Listing:
+---+

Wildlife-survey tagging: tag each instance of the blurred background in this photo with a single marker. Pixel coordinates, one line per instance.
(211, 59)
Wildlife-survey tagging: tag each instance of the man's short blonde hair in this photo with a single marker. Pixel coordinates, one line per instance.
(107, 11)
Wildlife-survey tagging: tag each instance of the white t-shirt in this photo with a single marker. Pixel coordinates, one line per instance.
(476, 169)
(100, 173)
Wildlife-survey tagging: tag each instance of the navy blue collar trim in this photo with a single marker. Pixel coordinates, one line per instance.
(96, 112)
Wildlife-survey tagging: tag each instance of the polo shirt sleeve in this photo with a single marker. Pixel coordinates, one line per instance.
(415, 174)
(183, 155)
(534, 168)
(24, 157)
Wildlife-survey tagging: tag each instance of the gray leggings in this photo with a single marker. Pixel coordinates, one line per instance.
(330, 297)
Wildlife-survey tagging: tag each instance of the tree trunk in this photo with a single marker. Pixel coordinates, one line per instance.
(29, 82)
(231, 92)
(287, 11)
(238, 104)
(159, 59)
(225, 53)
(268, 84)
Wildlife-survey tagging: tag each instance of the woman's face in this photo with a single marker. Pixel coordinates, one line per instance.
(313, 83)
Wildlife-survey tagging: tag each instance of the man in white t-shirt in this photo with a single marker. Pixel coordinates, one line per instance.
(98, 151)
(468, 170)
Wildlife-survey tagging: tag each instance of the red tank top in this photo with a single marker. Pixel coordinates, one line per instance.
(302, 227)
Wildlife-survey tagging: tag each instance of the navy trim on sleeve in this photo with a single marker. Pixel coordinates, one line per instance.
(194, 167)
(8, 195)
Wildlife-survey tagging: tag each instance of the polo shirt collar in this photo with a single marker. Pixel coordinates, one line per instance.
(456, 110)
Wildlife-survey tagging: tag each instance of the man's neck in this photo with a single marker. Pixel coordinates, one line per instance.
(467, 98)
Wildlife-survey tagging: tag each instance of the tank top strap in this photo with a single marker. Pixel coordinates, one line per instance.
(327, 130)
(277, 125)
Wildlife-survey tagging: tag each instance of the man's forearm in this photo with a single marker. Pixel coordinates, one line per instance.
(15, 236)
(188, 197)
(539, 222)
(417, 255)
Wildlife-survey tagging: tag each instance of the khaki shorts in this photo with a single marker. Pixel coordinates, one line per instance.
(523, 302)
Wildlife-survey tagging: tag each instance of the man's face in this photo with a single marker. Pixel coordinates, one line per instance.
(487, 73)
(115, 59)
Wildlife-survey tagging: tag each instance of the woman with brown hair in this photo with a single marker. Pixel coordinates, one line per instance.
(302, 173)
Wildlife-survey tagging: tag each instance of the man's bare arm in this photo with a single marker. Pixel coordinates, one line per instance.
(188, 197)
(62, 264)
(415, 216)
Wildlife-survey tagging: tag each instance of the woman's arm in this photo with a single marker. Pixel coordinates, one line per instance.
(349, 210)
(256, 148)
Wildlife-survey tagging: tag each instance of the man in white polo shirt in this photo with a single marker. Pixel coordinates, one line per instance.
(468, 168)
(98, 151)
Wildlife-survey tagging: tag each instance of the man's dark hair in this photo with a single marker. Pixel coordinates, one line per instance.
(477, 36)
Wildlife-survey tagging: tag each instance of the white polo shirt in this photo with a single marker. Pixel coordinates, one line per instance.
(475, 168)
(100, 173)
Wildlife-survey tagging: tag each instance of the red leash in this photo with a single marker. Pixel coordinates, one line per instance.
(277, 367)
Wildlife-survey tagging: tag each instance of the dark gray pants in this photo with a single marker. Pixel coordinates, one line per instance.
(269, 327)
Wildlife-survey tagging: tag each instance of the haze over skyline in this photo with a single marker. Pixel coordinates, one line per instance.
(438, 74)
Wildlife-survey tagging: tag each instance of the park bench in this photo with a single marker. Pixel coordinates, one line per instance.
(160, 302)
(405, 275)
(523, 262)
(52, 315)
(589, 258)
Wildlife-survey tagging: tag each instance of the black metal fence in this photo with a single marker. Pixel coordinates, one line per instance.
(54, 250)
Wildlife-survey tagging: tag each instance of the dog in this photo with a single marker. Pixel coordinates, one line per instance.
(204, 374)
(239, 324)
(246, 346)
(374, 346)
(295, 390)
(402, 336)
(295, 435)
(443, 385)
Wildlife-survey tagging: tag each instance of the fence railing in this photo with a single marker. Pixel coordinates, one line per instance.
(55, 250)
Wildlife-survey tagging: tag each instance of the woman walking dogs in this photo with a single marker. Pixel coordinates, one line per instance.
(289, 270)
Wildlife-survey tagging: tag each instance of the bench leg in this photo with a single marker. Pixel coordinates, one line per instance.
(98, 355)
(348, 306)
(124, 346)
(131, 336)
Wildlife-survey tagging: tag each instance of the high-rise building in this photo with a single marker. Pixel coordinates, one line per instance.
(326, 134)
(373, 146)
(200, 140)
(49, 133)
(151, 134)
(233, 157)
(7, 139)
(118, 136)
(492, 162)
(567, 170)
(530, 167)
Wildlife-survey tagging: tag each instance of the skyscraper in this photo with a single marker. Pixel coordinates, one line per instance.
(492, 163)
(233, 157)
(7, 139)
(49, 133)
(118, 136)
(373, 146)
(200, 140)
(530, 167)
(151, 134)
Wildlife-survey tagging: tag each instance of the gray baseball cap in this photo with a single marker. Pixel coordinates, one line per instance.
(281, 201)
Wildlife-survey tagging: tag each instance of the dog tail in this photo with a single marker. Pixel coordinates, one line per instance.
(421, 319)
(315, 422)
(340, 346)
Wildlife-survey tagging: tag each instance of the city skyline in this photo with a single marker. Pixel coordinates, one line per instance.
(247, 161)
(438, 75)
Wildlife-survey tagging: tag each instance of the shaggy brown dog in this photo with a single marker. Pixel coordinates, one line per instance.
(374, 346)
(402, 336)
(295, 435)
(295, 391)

+---+

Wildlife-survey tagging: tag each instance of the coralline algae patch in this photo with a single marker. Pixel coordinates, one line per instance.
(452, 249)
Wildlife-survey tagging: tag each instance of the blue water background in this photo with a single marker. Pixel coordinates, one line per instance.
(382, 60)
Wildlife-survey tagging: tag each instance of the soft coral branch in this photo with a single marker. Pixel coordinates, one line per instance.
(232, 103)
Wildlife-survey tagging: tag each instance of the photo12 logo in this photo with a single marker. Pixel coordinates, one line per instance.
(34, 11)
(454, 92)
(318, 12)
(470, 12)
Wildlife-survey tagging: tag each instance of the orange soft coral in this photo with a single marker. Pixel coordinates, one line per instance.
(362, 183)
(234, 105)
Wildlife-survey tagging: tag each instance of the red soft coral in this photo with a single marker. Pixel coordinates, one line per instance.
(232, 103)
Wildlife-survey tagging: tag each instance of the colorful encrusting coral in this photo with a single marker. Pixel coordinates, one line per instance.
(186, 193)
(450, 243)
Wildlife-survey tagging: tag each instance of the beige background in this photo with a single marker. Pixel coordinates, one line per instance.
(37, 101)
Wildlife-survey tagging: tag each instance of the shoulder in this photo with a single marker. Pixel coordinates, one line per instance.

+---+

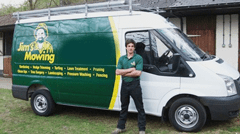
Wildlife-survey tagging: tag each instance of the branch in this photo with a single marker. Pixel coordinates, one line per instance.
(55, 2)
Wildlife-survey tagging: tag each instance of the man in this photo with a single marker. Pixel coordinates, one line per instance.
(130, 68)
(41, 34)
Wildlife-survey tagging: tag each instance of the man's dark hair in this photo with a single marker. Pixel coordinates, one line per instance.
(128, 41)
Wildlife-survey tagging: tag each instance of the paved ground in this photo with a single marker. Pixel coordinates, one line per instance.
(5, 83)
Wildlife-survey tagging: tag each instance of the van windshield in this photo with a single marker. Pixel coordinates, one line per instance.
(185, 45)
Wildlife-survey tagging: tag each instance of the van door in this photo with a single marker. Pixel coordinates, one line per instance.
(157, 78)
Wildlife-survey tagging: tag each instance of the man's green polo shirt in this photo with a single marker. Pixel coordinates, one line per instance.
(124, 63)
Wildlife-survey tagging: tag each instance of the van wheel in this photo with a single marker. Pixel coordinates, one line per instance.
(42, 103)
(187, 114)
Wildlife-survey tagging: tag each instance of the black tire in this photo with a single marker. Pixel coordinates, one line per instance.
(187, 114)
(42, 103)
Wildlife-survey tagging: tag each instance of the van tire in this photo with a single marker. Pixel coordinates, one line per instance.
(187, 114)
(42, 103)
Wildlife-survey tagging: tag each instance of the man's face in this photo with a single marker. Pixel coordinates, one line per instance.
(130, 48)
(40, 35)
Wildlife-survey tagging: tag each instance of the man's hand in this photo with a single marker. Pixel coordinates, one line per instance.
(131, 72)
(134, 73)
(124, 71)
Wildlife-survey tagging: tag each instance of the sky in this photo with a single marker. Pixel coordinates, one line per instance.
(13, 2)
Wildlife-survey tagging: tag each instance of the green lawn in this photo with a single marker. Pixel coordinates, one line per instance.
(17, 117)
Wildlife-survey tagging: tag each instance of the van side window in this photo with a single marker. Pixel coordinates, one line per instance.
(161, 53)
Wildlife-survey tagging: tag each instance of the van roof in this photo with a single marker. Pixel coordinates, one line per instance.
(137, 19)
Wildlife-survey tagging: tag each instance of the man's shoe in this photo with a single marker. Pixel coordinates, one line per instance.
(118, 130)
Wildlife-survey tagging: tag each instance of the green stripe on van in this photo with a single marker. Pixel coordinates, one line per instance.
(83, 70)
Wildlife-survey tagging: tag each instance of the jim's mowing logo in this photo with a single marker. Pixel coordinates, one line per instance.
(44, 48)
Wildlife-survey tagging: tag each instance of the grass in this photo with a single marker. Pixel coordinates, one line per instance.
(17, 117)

+---+

Task prompt: Show every line of the listing above that contains the word "branch", copying each one in full.

The completed task:
Wildlife-survey tagging: tag each instance of the soft coral branch in this photo with a single marker. Pixel coordinates, one line per instance.
Wildlife-survey tagging: tag each instance of the branch in this photo with a single marker. Pixel coordinates, one line per instance.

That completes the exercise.